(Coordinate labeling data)
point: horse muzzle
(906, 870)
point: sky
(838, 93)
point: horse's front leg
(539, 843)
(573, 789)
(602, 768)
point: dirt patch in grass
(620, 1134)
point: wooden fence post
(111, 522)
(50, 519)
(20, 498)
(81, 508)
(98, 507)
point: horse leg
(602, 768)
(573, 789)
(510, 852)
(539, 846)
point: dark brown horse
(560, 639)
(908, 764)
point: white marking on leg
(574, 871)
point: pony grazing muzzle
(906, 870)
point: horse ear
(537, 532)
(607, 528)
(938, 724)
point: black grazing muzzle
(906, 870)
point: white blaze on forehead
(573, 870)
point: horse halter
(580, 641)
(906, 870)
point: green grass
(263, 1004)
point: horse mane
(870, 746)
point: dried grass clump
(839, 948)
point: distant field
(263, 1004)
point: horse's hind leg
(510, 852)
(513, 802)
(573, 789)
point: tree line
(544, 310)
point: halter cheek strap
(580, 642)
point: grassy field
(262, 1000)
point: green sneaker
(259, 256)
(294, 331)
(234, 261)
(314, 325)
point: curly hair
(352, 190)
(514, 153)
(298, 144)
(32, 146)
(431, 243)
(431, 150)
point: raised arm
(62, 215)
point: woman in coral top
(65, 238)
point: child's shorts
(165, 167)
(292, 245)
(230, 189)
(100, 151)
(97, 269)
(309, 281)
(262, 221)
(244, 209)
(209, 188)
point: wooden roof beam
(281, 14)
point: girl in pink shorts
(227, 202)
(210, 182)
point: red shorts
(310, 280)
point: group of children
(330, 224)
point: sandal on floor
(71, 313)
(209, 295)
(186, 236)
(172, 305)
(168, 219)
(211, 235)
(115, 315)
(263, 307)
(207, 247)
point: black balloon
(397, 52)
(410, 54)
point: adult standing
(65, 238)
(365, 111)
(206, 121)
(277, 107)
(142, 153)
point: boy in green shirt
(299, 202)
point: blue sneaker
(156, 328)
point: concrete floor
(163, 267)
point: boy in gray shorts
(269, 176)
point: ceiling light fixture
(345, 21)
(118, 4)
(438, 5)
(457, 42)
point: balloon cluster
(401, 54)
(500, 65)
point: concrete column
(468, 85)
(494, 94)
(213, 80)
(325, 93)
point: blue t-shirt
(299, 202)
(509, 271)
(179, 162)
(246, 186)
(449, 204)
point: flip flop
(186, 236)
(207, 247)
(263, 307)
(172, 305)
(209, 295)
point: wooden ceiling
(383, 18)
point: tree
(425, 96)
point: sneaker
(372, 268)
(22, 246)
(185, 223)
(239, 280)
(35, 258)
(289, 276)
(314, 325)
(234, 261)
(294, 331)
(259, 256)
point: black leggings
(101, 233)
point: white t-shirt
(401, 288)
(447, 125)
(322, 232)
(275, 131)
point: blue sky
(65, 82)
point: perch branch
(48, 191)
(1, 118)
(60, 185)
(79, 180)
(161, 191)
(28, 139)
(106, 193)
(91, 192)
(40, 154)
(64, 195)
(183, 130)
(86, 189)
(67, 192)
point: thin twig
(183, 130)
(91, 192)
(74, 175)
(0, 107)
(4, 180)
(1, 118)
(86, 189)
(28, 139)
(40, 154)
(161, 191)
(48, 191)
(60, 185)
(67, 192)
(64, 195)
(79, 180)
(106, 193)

---

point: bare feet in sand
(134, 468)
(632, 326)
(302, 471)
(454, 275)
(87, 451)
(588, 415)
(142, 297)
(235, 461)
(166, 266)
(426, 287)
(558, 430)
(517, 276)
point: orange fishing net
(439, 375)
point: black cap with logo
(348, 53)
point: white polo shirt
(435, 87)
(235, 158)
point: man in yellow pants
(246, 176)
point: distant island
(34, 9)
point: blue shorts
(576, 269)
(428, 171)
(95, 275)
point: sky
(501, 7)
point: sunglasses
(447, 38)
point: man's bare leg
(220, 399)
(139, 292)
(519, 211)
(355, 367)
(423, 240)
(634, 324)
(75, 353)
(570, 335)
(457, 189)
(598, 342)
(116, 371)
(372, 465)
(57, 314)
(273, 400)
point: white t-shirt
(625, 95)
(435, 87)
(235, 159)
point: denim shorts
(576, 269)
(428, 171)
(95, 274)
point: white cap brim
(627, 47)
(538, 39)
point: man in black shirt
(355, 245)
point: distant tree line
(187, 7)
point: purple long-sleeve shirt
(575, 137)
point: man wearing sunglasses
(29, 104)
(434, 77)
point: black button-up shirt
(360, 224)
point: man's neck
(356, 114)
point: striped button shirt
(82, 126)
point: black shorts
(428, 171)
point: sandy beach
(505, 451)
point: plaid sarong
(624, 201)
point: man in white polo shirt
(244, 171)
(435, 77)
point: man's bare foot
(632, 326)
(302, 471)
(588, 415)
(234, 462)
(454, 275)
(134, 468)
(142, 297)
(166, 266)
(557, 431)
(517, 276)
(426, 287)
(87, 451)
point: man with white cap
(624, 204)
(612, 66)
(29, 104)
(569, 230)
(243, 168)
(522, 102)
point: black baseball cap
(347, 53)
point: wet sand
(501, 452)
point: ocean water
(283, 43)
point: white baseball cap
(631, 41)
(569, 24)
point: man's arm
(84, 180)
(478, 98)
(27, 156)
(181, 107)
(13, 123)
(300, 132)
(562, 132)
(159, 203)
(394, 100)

---

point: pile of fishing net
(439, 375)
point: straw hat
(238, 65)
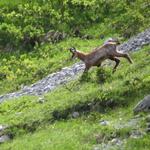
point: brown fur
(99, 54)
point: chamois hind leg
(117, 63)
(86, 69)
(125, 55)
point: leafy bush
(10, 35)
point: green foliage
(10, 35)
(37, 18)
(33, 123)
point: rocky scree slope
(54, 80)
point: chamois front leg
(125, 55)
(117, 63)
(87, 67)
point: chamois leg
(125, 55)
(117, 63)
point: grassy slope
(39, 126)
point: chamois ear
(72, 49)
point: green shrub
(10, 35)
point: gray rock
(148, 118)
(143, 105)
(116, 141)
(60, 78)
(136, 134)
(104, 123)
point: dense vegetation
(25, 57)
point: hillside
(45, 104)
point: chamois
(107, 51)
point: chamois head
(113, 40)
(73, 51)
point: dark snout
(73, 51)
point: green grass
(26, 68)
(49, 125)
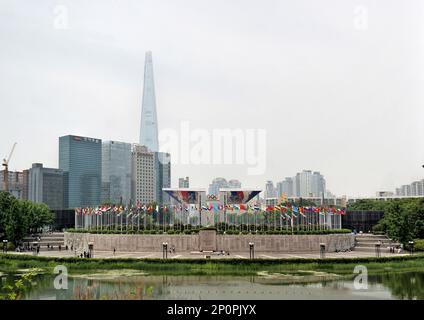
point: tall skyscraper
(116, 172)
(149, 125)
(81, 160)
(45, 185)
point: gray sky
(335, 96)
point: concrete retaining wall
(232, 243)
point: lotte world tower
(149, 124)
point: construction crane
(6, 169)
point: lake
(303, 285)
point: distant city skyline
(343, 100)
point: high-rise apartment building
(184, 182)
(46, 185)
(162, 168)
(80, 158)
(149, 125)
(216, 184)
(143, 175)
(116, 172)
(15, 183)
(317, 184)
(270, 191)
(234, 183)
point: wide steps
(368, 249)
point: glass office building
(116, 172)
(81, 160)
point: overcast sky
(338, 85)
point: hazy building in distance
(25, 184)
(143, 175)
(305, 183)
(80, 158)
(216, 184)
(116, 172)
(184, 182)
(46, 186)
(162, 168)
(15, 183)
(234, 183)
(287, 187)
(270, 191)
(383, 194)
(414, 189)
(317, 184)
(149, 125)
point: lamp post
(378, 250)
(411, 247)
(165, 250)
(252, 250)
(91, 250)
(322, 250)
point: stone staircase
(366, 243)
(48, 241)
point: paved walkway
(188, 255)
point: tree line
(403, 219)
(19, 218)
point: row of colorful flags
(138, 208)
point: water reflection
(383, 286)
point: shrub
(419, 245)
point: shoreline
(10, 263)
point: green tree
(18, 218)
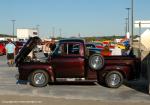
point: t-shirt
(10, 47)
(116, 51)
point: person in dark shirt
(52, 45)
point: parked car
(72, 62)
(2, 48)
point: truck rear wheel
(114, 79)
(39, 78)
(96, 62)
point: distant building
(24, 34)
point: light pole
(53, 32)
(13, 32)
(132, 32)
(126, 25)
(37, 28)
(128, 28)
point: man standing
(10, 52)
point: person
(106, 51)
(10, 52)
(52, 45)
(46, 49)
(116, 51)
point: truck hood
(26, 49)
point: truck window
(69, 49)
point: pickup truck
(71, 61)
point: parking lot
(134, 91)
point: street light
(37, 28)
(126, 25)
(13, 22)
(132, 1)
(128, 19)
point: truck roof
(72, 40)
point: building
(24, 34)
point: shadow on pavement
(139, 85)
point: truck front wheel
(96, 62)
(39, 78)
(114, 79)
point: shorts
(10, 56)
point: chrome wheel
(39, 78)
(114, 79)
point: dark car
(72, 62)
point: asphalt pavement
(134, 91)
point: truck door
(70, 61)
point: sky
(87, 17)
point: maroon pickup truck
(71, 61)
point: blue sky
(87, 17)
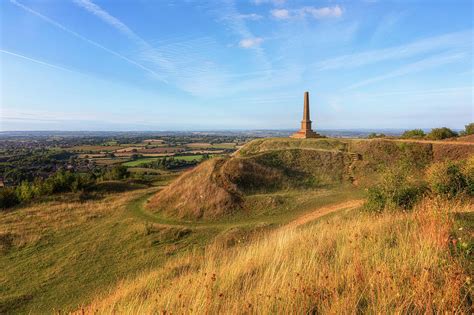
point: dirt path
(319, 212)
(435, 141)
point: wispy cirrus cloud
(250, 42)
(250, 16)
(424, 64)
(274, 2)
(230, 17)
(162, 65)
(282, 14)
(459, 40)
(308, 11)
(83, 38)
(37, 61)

**EXERCISE BRIEF:**
Please report how many lines in the items above contain the word "shorts", giving only the number.

**RESPONSE TO THE TASK:**
8